**What you should do:** Render the items between the line holding "Target: jagged summit pinnacle" and the line holding "103 123 L 117", inclusive, as a two-column CSV with the columns item_text and answer_text. Use one row per item, put each value in a single quoted field, and replace line breaks with spaces.

┄┄┄┄┄┄

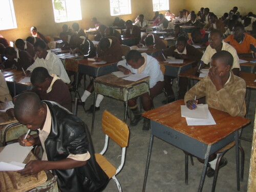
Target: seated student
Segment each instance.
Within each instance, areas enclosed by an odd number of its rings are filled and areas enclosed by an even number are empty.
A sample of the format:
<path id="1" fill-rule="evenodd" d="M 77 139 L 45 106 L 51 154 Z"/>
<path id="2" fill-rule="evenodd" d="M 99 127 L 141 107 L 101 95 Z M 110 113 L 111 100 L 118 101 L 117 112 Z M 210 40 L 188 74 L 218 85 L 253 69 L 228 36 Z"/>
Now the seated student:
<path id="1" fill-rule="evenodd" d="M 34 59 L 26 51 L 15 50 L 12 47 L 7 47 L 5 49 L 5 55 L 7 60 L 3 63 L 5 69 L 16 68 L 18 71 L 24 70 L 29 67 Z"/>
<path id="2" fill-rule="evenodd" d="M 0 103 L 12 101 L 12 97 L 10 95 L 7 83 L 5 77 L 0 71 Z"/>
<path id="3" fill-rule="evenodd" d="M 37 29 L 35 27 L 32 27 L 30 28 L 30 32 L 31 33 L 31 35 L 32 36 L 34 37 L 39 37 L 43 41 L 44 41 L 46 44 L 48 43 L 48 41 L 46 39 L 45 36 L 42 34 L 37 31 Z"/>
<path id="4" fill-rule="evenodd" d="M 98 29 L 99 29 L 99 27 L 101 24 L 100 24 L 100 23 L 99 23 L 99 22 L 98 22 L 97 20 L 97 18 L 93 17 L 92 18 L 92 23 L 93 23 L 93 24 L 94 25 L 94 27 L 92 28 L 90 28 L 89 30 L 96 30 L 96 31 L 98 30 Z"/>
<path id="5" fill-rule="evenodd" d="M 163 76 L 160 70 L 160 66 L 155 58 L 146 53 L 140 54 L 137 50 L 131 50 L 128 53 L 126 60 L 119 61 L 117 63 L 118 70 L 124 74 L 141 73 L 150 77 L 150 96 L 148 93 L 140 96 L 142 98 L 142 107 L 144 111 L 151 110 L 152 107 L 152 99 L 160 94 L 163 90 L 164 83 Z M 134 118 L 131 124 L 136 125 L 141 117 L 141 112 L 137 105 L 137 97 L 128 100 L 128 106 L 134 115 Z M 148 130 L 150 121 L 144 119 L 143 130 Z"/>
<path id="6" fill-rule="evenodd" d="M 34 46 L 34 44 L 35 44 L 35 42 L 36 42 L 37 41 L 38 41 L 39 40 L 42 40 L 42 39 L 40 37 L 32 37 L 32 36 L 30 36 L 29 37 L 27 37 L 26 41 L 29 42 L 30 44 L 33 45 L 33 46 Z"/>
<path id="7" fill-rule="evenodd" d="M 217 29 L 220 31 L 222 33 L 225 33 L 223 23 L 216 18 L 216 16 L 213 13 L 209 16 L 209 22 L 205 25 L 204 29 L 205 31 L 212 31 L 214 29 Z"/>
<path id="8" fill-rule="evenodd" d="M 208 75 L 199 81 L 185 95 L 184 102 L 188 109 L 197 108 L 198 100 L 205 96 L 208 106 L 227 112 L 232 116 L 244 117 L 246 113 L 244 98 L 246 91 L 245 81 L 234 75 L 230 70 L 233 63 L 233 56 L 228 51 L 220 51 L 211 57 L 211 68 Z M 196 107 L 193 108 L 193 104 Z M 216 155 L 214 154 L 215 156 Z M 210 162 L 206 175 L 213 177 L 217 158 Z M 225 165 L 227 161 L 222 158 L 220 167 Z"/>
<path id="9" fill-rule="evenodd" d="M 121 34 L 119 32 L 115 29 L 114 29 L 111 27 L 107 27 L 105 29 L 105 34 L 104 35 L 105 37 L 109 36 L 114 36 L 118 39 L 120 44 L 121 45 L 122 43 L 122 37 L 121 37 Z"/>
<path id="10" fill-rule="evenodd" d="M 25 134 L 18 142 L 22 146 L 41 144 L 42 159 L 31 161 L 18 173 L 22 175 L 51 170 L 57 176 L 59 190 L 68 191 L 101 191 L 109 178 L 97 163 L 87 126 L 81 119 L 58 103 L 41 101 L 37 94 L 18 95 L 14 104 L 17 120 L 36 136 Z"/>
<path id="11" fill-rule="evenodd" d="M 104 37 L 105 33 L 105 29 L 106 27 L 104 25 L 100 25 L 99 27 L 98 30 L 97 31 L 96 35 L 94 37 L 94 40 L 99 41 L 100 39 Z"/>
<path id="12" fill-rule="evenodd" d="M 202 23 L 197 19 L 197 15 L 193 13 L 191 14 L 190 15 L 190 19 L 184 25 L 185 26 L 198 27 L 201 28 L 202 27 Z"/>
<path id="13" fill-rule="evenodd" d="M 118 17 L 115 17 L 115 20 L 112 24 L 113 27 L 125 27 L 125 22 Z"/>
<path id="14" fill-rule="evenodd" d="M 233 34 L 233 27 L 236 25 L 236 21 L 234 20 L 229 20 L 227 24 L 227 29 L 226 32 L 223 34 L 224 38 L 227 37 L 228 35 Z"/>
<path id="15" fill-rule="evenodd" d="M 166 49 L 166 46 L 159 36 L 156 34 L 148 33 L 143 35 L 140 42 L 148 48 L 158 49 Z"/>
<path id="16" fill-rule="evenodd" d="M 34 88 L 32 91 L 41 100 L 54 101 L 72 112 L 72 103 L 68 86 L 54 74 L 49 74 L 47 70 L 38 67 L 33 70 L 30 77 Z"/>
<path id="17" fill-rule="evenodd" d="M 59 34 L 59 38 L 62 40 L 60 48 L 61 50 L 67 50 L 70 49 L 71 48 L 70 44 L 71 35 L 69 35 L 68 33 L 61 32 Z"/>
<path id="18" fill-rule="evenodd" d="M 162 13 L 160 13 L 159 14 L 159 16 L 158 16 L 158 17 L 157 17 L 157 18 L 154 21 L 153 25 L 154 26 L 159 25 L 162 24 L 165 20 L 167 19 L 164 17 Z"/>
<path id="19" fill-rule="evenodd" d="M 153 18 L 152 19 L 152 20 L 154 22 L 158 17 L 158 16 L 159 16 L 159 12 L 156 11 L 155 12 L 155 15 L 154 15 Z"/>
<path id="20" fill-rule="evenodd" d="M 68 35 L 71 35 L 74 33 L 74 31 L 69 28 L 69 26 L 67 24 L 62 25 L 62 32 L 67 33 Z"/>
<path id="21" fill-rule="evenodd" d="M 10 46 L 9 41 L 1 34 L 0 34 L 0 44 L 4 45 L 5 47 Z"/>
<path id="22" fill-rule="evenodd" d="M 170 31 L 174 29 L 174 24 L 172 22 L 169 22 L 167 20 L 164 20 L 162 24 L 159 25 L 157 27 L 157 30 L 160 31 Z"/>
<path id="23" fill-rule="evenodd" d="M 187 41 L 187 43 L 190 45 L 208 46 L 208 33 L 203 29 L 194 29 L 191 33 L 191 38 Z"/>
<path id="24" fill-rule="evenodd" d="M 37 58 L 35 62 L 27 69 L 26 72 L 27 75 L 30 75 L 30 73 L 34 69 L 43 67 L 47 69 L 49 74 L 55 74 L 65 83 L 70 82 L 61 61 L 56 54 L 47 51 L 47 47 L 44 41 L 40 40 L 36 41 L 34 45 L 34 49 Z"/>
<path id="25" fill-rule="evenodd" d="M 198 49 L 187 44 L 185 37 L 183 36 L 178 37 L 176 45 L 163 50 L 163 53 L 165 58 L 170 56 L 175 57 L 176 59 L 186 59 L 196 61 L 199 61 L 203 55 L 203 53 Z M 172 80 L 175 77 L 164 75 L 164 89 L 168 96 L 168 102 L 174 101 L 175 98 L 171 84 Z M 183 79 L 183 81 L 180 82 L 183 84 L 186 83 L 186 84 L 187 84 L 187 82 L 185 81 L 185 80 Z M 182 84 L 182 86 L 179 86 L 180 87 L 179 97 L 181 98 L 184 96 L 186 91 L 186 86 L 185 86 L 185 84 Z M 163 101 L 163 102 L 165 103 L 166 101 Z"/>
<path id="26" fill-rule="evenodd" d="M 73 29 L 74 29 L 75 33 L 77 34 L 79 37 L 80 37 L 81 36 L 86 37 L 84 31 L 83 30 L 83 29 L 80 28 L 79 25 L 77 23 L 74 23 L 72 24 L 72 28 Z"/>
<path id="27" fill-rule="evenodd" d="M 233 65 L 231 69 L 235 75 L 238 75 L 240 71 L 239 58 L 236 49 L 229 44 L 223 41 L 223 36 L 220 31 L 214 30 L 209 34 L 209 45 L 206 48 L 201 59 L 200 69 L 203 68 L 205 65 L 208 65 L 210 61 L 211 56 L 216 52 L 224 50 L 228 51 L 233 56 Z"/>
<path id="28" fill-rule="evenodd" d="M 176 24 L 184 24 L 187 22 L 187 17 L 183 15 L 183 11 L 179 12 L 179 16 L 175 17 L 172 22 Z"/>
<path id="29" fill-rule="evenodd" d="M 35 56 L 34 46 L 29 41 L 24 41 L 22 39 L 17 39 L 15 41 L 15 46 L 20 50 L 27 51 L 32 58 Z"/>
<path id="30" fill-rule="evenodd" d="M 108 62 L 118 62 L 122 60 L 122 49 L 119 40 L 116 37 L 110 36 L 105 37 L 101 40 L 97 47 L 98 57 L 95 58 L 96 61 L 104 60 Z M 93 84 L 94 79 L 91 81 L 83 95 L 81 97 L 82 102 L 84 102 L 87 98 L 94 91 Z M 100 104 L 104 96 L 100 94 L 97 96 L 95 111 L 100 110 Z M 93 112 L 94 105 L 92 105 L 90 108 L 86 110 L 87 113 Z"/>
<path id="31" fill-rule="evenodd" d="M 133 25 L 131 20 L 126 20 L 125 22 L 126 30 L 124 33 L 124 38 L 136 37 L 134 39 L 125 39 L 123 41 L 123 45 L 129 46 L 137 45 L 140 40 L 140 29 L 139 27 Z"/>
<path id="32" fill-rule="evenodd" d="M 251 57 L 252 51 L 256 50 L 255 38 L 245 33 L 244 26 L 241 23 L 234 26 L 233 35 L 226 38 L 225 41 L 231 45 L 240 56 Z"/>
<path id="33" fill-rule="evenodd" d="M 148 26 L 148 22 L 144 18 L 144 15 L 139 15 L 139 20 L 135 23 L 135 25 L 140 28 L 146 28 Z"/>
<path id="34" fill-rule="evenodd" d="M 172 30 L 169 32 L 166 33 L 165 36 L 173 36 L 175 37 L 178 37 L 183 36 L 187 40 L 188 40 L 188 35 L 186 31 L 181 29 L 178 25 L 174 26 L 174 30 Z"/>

┄┄┄┄┄┄

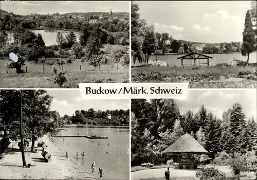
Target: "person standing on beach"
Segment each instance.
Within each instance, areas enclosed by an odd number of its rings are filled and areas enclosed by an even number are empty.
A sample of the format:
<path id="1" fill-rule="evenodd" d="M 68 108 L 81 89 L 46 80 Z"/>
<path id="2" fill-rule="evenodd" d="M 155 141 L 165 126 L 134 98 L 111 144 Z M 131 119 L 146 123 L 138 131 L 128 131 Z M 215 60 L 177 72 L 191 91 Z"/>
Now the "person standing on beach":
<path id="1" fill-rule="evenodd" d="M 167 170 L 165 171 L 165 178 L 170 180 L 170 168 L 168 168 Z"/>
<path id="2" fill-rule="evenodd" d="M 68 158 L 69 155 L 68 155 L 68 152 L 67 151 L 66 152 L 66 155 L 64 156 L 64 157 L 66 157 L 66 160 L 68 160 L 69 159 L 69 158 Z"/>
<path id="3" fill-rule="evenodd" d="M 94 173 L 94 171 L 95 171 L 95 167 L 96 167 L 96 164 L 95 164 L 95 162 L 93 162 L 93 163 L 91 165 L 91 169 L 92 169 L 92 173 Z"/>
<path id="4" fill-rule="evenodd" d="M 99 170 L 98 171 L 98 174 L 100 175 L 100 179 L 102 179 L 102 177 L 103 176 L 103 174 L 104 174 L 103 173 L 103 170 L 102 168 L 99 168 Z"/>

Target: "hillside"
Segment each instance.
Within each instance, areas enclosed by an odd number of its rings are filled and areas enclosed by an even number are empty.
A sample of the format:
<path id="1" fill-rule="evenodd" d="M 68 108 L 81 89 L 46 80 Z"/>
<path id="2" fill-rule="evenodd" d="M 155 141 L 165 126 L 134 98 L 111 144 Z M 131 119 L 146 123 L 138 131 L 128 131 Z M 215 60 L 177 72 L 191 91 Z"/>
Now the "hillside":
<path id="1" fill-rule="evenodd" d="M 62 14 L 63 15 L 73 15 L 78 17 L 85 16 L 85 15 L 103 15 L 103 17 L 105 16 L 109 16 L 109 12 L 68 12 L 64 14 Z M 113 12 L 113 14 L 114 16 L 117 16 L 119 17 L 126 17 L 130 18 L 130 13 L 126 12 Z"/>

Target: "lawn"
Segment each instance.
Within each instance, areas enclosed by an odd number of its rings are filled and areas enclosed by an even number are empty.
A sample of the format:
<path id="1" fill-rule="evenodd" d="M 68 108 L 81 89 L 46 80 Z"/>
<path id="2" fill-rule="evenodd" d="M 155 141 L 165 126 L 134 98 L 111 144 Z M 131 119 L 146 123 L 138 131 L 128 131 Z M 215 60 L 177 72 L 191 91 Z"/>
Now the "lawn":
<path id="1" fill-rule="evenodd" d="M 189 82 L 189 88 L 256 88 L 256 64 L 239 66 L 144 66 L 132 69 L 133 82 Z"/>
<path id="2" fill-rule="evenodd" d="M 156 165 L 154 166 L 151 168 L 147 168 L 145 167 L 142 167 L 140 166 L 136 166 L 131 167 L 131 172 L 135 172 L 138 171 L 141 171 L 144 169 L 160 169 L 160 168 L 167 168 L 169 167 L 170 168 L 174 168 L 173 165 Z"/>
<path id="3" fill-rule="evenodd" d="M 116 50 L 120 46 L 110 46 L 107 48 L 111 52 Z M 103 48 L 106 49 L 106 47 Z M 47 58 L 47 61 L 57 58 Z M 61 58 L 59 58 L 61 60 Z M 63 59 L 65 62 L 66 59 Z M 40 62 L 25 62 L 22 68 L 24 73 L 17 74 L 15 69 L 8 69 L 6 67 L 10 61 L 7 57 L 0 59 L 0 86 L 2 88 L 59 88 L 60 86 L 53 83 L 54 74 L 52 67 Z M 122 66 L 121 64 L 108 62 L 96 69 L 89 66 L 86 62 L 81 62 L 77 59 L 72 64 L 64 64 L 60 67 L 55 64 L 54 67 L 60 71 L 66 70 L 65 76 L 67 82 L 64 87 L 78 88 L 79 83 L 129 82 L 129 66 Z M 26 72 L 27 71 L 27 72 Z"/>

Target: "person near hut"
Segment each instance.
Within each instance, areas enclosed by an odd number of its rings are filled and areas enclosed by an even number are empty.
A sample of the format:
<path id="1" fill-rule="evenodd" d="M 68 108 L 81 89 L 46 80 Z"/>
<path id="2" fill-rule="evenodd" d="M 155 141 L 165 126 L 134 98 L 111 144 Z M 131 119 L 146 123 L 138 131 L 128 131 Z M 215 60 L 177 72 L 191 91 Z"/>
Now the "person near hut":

┄┄┄┄┄┄

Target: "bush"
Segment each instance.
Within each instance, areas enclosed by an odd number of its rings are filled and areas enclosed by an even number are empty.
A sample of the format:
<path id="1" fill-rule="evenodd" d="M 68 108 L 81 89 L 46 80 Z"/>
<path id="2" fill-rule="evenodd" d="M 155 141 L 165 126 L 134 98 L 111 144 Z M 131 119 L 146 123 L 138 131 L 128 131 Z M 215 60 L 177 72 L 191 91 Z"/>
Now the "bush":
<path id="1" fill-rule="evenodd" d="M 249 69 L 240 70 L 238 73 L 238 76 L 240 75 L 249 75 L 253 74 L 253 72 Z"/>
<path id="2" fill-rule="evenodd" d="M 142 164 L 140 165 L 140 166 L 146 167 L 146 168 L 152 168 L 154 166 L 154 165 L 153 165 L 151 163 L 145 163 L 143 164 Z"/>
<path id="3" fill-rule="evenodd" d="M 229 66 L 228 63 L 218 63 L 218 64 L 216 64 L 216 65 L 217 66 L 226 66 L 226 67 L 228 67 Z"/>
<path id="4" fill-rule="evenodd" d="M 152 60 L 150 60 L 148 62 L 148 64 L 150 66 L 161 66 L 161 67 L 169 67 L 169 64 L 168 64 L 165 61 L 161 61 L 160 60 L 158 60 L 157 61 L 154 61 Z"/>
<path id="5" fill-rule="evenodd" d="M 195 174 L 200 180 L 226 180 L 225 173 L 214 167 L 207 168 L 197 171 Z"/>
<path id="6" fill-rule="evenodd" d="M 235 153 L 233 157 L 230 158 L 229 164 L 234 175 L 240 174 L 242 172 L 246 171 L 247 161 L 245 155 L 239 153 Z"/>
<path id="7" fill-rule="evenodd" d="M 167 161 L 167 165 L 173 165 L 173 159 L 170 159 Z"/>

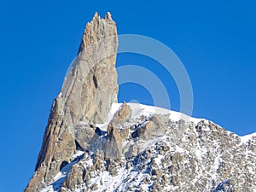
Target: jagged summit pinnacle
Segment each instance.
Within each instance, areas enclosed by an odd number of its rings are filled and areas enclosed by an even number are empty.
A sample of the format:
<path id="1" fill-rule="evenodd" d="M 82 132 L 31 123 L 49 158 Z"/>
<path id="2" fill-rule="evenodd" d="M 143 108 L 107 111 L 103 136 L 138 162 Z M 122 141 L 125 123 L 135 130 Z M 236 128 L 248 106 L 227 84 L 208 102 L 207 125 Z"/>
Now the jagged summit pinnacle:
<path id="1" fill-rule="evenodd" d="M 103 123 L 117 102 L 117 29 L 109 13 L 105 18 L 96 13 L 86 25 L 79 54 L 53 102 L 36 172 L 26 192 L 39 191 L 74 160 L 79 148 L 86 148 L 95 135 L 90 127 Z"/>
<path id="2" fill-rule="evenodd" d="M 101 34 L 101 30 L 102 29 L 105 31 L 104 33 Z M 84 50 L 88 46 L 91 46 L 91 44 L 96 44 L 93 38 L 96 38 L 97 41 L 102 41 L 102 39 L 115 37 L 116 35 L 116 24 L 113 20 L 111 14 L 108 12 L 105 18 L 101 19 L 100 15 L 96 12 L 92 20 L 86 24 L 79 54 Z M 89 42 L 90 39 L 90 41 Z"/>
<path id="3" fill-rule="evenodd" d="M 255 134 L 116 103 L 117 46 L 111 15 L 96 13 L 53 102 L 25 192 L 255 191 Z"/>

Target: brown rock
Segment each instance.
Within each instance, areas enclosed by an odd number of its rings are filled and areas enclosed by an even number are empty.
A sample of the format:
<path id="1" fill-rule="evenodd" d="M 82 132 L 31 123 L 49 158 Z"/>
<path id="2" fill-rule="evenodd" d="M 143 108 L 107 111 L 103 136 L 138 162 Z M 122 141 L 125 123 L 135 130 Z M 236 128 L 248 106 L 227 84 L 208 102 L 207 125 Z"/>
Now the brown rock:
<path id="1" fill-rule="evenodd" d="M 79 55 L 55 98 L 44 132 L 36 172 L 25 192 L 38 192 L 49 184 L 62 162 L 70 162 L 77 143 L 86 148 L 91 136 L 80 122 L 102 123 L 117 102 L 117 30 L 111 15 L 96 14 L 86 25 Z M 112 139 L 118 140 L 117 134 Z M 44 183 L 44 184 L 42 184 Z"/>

┄┄┄┄┄┄

**Result of this task:**
item_text,answer_text
"Target: jagged summit pinnacle Segment each instance. Within each instance, areas enclosed by an odd number of its rings are filled and areas enclosed by an even number are empty. A sample of the format: <path id=""1"" fill-rule=""evenodd"" d=""M 82 132 L 31 123 L 49 158 Z""/> <path id=""2"" fill-rule=""evenodd"" d=""M 143 108 L 107 111 L 103 136 L 138 162 Z M 122 141 L 125 123 L 135 130 Z M 236 128 L 248 106 L 227 84 L 208 102 L 207 125 Z""/> Now the jagged summit pinnacle:","<path id=""1"" fill-rule=""evenodd"" d=""M 103 123 L 117 102 L 117 29 L 109 13 L 105 18 L 96 13 L 86 25 L 79 54 L 53 102 L 36 172 L 26 192 L 39 191 L 74 160 L 79 148 L 86 148 L 95 135 L 90 127 Z""/>"